Copy out the listing lines verbatim, starting at the line containing "[mask] outline cranium" and ending at the line containing "123L38 125L43 121L45".

(A run of listings)
## Begin

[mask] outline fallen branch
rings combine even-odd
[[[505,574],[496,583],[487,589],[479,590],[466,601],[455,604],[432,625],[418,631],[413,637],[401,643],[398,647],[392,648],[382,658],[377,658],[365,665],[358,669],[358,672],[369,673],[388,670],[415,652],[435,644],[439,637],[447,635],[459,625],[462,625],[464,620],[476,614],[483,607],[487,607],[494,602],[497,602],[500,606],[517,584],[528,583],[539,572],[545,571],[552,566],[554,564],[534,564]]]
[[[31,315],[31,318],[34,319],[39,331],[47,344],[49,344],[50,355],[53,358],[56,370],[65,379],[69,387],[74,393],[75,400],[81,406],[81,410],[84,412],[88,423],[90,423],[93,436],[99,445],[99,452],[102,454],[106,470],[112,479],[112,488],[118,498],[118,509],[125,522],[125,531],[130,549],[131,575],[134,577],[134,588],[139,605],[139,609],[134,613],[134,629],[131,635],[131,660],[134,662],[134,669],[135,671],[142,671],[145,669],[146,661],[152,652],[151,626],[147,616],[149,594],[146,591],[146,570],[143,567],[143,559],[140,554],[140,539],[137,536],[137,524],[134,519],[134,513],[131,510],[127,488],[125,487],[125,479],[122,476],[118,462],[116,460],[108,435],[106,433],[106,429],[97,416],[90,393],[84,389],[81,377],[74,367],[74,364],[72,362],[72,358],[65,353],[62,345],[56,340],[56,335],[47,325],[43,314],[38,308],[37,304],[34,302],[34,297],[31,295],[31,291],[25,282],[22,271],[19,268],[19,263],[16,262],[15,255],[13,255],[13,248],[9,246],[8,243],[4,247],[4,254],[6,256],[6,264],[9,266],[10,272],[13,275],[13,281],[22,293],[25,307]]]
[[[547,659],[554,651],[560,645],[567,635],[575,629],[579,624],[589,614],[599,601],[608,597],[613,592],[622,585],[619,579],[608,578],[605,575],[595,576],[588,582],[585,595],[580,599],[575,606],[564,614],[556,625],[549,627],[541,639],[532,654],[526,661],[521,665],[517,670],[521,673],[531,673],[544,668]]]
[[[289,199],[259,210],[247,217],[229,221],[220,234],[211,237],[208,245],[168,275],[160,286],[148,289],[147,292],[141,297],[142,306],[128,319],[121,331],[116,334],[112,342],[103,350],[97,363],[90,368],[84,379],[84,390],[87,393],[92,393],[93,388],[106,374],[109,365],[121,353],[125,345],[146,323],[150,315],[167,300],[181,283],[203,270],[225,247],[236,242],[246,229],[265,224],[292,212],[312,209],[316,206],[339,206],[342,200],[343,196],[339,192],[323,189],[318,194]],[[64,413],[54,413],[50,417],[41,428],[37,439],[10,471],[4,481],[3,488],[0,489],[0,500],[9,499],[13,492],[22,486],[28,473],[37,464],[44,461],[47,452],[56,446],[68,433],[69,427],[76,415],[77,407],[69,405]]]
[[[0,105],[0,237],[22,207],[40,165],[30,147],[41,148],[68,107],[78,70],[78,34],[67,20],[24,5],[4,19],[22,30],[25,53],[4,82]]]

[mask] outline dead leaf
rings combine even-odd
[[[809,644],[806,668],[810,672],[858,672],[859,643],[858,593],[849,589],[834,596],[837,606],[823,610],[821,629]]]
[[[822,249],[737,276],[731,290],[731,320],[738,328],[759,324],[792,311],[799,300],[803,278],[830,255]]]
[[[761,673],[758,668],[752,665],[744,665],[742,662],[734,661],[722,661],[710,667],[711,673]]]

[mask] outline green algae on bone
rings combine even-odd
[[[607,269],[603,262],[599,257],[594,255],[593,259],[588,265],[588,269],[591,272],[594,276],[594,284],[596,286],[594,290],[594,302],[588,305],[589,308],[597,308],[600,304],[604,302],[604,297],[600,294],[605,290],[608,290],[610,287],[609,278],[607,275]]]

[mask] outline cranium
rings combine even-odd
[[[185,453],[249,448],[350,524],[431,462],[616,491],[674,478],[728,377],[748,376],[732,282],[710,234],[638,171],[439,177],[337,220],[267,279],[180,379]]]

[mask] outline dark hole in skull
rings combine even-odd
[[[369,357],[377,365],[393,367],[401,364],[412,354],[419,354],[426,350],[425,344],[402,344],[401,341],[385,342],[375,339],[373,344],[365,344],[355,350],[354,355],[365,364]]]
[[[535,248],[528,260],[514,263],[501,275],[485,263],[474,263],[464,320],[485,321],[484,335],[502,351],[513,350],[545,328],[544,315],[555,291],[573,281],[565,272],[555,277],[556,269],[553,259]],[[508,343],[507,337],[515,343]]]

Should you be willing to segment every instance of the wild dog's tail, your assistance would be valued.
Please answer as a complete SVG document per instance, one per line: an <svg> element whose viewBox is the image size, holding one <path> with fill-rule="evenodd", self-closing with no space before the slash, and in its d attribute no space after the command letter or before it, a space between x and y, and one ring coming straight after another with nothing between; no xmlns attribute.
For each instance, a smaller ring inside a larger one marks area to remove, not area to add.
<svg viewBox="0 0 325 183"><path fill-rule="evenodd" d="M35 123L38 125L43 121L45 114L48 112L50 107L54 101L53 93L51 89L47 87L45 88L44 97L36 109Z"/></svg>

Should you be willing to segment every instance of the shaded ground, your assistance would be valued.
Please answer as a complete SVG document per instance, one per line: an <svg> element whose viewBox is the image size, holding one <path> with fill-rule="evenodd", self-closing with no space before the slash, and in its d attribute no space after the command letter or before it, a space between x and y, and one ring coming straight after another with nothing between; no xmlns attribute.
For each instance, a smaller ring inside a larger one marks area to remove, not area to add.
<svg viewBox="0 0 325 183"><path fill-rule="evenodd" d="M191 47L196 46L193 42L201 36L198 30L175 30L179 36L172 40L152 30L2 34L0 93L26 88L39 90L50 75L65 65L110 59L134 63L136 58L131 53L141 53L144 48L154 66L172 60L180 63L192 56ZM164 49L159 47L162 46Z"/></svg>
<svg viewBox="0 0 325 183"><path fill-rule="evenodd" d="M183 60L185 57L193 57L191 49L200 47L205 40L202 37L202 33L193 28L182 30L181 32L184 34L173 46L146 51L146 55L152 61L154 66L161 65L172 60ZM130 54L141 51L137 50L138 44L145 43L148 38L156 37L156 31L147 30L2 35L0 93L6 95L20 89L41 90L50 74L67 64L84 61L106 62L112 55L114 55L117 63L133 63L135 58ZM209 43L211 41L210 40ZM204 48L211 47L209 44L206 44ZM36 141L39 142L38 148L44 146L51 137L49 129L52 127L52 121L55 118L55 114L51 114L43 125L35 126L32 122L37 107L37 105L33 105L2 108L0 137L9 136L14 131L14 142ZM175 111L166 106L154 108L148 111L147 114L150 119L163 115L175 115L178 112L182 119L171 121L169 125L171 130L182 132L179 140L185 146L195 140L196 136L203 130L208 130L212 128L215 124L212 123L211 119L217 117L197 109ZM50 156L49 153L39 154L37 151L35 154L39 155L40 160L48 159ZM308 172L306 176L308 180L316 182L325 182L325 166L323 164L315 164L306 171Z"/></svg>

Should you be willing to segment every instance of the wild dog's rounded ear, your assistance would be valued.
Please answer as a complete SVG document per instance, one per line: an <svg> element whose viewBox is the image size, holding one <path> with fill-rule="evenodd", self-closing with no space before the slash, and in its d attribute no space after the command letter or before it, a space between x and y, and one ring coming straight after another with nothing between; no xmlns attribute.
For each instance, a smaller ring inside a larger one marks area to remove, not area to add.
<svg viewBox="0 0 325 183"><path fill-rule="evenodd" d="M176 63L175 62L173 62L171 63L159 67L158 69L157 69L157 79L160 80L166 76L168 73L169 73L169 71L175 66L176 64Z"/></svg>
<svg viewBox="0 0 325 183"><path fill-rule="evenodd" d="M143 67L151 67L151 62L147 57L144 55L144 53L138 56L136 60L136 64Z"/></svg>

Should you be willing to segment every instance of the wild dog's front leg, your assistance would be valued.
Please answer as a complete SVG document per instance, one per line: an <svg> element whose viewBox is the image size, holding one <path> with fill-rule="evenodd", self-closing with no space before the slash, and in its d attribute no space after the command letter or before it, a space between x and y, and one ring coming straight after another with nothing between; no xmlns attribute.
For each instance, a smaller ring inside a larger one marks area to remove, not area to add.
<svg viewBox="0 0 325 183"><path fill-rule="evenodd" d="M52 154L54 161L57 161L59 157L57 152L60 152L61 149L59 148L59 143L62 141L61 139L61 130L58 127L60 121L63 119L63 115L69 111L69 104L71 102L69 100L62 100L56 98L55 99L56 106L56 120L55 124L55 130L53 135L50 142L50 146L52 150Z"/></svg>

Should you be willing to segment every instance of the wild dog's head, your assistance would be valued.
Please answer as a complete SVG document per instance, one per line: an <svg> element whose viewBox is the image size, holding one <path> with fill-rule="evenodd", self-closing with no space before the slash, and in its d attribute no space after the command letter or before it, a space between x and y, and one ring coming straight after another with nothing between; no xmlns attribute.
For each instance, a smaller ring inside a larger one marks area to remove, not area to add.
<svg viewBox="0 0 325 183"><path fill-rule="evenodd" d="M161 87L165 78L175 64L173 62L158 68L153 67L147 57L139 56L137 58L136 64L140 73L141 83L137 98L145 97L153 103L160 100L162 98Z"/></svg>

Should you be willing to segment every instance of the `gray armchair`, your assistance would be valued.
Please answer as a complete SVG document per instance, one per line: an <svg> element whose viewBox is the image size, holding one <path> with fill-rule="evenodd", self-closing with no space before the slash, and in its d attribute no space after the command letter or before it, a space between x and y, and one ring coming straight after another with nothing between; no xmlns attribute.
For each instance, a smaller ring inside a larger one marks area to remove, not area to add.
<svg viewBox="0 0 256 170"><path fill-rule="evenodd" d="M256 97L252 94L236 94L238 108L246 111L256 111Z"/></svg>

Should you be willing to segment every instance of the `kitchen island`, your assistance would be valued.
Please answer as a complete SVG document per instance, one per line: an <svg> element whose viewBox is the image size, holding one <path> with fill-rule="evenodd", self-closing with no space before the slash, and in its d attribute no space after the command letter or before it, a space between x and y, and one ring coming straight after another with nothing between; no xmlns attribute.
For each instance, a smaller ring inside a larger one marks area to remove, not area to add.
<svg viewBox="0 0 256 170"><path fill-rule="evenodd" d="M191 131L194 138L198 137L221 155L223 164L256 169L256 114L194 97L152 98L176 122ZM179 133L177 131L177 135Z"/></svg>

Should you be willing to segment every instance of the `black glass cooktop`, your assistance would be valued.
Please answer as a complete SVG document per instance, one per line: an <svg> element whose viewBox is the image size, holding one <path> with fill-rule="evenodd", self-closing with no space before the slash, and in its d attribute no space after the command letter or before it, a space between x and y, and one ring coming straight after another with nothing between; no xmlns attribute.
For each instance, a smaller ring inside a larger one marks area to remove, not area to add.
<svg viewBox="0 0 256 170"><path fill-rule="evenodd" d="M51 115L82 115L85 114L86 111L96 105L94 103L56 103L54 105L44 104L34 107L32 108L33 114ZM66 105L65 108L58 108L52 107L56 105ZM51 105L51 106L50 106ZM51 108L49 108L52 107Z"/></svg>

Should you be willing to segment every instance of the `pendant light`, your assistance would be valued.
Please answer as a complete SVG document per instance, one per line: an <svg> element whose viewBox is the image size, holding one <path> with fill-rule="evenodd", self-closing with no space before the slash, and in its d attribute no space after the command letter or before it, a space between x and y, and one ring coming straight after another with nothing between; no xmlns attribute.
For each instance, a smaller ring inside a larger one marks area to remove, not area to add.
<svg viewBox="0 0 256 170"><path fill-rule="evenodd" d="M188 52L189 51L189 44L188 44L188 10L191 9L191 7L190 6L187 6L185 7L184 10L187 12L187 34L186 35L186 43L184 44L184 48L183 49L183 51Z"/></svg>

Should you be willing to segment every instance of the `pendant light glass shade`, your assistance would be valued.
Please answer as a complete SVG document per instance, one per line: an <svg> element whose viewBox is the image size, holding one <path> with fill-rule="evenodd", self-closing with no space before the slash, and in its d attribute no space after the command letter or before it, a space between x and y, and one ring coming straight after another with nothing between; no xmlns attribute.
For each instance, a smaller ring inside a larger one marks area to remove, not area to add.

## End

**RIGHT ANSWER**:
[mask] outline cranium
rings combine even-odd
[[[185,453],[249,448],[350,524],[431,462],[616,491],[674,478],[728,377],[748,376],[732,282],[710,234],[638,171],[439,177],[337,220],[267,279],[180,379]]]

[mask] outline dark hole in skull
rings combine even-odd
[[[369,357],[377,365],[393,367],[401,364],[412,354],[419,354],[426,350],[425,344],[402,344],[401,341],[385,342],[375,339],[373,344],[365,344],[355,350],[354,355],[365,364]]]
[[[535,248],[528,260],[514,263],[501,275],[485,263],[474,263],[464,320],[485,321],[484,335],[502,351],[513,350],[545,328],[544,315],[555,291],[573,281],[565,272],[555,277],[556,269],[553,259]],[[508,343],[507,337],[515,343]]]

Should you be willing to segment every instance of the wild dog's tail, your assistance would be valued.
Please answer as a complete SVG document per instance, one per line: an <svg> element whose viewBox is the image size, holding one <path> with fill-rule="evenodd", self-closing with no space before the slash, and in its d attribute no space after the command letter or before it, a space between x and y, and one ring coming straight after another with nothing between; no xmlns attribute.
For each instance, a smaller ring inside a larger one marks area to remove, not area to add.
<svg viewBox="0 0 325 183"><path fill-rule="evenodd" d="M35 123L38 125L43 121L45 114L48 112L50 107L54 101L53 93L51 89L47 87L45 88L44 97L36 109Z"/></svg>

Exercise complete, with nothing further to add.